Aim: Reproduce verbatim the stretch of lines from the one containing "Target: purple blossom with white center" through the one containing "145), (77, 148)]", both included, and nothing else.

##### Dataset content

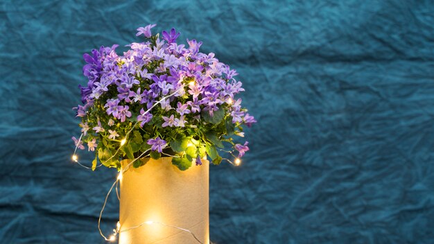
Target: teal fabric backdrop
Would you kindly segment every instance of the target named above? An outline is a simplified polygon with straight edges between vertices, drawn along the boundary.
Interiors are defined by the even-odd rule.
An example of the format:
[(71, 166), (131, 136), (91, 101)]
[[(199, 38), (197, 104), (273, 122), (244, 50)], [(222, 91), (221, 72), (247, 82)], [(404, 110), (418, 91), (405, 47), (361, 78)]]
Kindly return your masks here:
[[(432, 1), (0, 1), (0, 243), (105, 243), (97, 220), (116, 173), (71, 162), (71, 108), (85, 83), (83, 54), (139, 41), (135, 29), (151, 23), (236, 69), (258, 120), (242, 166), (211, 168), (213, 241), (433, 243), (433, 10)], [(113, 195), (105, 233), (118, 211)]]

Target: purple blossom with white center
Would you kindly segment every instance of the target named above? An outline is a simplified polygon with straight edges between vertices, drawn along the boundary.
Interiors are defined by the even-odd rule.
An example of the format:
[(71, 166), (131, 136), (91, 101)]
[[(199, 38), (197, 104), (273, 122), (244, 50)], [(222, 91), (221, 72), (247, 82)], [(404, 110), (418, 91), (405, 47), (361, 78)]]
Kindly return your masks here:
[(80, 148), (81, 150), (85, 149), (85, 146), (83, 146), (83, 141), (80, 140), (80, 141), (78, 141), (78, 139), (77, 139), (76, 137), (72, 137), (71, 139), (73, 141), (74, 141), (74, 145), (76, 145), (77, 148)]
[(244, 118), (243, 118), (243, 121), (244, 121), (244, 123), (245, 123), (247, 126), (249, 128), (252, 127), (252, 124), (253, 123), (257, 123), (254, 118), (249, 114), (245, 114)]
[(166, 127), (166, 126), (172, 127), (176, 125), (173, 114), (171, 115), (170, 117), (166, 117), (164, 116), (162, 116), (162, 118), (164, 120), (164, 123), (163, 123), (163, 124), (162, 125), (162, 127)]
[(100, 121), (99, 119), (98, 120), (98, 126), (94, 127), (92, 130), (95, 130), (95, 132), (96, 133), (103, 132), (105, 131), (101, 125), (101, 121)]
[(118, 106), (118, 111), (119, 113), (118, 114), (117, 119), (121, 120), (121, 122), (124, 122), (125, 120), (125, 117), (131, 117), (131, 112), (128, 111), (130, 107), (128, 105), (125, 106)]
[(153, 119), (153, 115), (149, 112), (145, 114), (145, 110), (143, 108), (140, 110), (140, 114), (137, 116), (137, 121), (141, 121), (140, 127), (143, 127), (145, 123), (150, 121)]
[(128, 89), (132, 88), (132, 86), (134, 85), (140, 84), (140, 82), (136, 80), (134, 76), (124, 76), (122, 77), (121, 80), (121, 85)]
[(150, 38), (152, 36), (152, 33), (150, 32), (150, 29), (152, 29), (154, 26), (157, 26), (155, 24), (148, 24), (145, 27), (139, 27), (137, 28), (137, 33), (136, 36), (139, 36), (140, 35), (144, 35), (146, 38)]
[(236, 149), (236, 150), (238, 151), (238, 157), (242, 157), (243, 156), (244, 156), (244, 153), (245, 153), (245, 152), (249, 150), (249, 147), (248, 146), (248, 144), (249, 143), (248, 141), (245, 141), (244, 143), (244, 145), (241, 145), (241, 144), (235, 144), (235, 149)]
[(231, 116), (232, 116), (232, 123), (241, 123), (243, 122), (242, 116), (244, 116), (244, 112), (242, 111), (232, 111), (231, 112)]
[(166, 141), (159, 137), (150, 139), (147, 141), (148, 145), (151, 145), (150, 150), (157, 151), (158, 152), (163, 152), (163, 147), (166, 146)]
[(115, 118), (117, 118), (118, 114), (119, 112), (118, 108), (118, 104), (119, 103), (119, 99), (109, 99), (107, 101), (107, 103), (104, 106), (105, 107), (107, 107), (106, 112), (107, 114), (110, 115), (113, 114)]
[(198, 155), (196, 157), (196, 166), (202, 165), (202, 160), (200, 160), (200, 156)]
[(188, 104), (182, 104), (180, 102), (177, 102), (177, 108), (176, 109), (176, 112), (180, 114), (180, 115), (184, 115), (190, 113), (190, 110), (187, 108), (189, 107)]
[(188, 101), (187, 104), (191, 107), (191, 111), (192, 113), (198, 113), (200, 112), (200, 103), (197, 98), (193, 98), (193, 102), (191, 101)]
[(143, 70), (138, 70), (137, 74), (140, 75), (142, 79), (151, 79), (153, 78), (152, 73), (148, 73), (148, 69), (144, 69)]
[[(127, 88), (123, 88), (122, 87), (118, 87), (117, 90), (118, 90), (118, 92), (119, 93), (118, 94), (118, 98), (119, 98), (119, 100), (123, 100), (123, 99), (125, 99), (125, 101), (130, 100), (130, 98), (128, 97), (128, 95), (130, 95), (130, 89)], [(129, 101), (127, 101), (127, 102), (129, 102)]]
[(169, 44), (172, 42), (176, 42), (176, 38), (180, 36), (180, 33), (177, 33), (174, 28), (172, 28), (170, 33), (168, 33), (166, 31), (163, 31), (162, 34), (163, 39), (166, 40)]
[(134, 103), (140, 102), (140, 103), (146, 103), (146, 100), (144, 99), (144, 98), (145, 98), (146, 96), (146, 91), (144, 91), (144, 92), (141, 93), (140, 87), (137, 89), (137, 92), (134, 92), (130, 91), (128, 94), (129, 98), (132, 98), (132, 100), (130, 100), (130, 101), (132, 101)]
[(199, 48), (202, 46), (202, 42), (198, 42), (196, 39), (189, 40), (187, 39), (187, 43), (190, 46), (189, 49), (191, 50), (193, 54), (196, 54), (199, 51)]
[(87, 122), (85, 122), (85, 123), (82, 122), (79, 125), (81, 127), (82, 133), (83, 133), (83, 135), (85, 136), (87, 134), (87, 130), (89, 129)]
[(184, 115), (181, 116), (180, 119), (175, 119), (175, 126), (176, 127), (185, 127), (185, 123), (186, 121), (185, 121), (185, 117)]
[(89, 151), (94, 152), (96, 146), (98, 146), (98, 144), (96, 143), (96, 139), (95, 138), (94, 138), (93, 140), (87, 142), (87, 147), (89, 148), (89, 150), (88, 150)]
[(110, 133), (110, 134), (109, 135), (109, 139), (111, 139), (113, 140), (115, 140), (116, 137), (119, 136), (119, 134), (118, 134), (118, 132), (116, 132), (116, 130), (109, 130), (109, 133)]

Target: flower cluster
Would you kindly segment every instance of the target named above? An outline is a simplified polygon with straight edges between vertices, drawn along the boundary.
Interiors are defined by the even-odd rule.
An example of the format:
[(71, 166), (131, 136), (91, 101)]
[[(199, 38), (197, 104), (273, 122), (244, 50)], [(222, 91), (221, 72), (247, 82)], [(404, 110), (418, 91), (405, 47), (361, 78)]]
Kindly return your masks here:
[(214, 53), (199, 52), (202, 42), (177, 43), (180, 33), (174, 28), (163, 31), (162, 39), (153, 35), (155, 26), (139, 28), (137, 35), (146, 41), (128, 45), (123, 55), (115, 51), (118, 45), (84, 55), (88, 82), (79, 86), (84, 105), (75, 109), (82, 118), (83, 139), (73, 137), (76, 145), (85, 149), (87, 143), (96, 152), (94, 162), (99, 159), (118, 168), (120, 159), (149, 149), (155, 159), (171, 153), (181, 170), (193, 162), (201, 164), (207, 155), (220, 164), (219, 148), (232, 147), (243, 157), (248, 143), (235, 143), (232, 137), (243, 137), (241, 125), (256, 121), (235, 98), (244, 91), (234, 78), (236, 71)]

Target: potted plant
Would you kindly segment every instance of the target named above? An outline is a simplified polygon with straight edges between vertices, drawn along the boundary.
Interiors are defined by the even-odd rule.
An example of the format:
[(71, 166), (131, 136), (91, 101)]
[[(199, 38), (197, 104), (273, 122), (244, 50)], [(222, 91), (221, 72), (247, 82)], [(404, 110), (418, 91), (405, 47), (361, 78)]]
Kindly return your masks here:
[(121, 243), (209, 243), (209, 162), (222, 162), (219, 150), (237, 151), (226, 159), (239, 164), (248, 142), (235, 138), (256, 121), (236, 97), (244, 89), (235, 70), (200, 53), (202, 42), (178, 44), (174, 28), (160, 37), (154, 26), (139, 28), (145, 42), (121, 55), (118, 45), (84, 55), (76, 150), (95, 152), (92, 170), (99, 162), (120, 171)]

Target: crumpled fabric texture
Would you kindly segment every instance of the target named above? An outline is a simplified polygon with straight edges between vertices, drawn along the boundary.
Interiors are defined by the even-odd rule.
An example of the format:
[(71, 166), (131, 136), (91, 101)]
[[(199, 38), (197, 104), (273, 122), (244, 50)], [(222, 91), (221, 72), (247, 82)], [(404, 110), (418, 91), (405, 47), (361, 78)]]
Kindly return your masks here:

##########
##### Dataset content

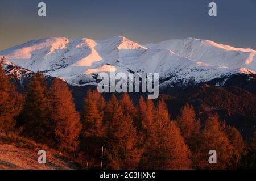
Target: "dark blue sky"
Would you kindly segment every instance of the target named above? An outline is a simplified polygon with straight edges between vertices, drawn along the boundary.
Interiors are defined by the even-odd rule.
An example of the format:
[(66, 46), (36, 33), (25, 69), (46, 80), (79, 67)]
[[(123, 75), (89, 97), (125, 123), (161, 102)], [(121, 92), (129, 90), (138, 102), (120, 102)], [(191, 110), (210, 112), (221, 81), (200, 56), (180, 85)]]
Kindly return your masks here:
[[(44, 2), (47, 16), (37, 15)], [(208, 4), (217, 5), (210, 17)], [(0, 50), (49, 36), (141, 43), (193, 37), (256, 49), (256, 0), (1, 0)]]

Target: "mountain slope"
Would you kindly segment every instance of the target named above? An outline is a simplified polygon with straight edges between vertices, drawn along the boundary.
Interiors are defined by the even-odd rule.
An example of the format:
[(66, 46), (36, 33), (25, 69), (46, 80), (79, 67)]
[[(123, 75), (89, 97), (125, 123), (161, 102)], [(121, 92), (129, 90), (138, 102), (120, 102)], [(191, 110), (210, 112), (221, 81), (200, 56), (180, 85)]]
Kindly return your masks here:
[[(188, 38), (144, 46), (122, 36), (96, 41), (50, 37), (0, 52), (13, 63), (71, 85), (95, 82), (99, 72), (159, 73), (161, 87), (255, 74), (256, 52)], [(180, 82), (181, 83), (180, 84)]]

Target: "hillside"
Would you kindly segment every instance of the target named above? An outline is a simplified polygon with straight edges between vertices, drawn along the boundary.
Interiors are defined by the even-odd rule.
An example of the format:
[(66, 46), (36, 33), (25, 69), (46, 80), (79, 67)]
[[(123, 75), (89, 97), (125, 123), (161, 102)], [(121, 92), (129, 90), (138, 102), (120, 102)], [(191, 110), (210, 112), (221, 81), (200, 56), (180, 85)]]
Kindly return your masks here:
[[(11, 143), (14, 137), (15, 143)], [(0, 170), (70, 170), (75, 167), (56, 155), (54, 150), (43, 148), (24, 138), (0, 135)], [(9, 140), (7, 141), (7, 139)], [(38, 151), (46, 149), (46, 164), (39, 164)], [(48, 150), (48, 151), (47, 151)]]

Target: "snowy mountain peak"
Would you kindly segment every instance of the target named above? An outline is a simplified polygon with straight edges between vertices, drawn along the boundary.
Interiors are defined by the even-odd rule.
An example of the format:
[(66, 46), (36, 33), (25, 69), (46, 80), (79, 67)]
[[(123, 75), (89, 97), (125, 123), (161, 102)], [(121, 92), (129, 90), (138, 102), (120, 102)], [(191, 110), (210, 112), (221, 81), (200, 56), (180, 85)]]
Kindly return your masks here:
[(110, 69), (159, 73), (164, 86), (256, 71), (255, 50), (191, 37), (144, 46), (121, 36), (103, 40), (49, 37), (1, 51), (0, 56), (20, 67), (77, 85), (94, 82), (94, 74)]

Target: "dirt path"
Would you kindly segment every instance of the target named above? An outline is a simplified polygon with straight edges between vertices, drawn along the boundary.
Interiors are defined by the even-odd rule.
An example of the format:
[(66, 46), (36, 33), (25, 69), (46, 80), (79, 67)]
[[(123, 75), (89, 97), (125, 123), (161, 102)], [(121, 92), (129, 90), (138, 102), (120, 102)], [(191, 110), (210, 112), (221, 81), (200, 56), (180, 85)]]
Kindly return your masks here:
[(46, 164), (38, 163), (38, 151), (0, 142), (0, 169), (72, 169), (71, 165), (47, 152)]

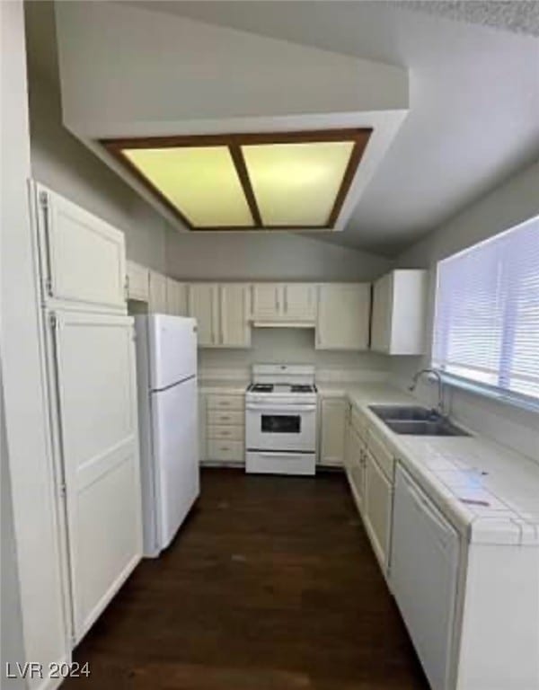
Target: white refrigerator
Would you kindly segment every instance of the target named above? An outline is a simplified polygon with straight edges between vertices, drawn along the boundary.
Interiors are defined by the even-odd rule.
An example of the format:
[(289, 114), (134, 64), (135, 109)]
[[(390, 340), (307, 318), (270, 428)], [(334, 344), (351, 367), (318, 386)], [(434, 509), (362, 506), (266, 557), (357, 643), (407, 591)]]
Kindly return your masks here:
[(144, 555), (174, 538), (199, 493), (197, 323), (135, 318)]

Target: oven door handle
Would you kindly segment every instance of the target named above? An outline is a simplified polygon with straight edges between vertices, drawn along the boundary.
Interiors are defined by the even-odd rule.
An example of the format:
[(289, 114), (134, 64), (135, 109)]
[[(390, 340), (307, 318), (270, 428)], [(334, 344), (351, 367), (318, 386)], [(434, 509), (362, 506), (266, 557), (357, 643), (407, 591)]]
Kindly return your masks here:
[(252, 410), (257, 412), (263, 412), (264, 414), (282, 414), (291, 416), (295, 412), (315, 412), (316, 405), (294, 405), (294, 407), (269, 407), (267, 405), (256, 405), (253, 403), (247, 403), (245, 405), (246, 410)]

##########

Reply to the task:
Target: purple blossom with white center
Would you kindly segment every instance of the target named above? An outline is a simplified polygon with straight edges between vertices, drawn along the boundary.
Interiors are defined by the even-odd rule.
An example of the format:
[(71, 166), (131, 136), (91, 101)]
[[(199, 38), (197, 104), (273, 122), (244, 50)], [(222, 91), (221, 72), (247, 82)], [(404, 110), (418, 91), (405, 47), (361, 78)]]
Kindly return your masks here:
[(80, 148), (81, 150), (85, 149), (85, 146), (83, 146), (83, 141), (80, 140), (80, 141), (78, 141), (78, 139), (77, 139), (76, 137), (72, 137), (71, 139), (73, 141), (74, 141), (74, 145), (76, 145), (77, 148)]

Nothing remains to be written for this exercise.